STATED GOAL:
Pull out every line of the listing below that contains the string "tablet", treating uppercase and lowercase letters as different.

EXCERPTED RECORDS:
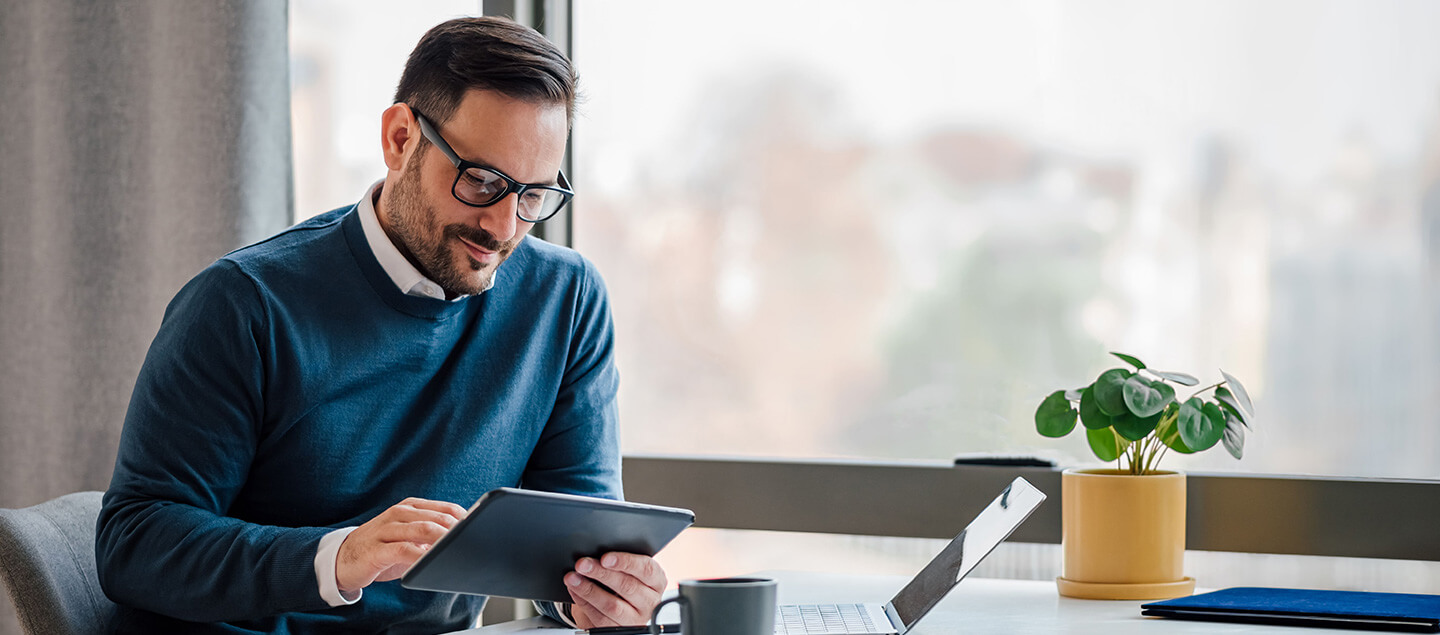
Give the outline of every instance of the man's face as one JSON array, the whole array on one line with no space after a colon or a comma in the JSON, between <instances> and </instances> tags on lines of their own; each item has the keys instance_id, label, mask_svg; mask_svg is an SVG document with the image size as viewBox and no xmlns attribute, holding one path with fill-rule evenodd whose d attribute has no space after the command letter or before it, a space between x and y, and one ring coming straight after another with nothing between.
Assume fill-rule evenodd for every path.
<instances>
[{"instance_id":1,"label":"man's face","mask_svg":"<svg viewBox=\"0 0 1440 635\"><path fill-rule=\"evenodd\" d=\"M531 223L516 217L514 193L488 207L456 200L455 166L433 144L419 147L419 125L408 121L403 168L386 177L380 225L448 297L477 294L490 287ZM433 124L461 158L521 183L554 183L560 173L569 127L563 105L469 91L449 121Z\"/></svg>"}]
</instances>

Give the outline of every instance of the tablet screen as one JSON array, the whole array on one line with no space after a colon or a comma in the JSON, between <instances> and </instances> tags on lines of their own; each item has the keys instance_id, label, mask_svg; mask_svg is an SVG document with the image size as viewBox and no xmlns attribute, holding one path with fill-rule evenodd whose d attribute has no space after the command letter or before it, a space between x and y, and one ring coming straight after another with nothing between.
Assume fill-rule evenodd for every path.
<instances>
[{"instance_id":1,"label":"tablet screen","mask_svg":"<svg viewBox=\"0 0 1440 635\"><path fill-rule=\"evenodd\" d=\"M500 488L410 566L408 589L570 602L564 575L580 557L654 556L696 520L674 507Z\"/></svg>"}]
</instances>

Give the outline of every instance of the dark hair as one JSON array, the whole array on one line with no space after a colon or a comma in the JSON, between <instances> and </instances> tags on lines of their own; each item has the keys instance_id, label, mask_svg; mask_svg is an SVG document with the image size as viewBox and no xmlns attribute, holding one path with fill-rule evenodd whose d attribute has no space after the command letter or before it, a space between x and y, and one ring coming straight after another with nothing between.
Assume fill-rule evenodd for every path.
<instances>
[{"instance_id":1,"label":"dark hair","mask_svg":"<svg viewBox=\"0 0 1440 635\"><path fill-rule=\"evenodd\" d=\"M436 125L449 121L471 89L564 105L575 117L575 68L550 40L505 17L456 17L432 27L405 62L395 102Z\"/></svg>"}]
</instances>

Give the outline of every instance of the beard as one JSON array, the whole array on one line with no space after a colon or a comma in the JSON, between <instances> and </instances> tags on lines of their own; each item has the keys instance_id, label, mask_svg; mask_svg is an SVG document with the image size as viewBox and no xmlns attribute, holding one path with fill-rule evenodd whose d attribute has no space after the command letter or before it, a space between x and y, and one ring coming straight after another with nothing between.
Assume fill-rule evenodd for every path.
<instances>
[{"instance_id":1,"label":"beard","mask_svg":"<svg viewBox=\"0 0 1440 635\"><path fill-rule=\"evenodd\" d=\"M384 219L393 233L392 238L397 239L396 246L405 258L420 269L420 274L441 285L448 298L485 291L495 278L495 271L510 258L524 235L505 243L492 233L469 225L441 225L439 212L425 199L420 187L422 154L415 153L405 176L393 184L386 183L380 194L384 197ZM497 252L494 266L471 258L459 245L461 239Z\"/></svg>"}]
</instances>

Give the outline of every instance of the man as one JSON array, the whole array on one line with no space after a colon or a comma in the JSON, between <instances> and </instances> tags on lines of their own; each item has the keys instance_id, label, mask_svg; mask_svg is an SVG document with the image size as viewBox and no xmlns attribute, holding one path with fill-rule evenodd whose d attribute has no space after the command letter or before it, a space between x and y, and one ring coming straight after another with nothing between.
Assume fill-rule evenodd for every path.
<instances>
[{"instance_id":1,"label":"man","mask_svg":"<svg viewBox=\"0 0 1440 635\"><path fill-rule=\"evenodd\" d=\"M120 632L445 632L482 599L396 580L501 485L621 497L605 288L527 239L570 199L569 60L501 19L416 46L359 204L239 249L166 310L96 559ZM642 623L649 557L582 559L580 628Z\"/></svg>"}]
</instances>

SOLUTION:
Give the outline of every instance of the tablet screen as one JSON array, the whole array on one line with no space after a colon or a comma in the JSON, between <instances> and </instances> tags on lines of their own; each item has the keys instance_id, label, mask_svg; mask_svg is an SVG document with the image size as viewBox and no xmlns attribute, holding one path with fill-rule evenodd whose d attribute has no space after the command letter or before it, a space between x and y, and one ring coming straight after another with nothing between.
[{"instance_id":1,"label":"tablet screen","mask_svg":"<svg viewBox=\"0 0 1440 635\"><path fill-rule=\"evenodd\" d=\"M500 488L410 566L408 589L570 602L564 575L580 557L654 556L696 520L674 507Z\"/></svg>"}]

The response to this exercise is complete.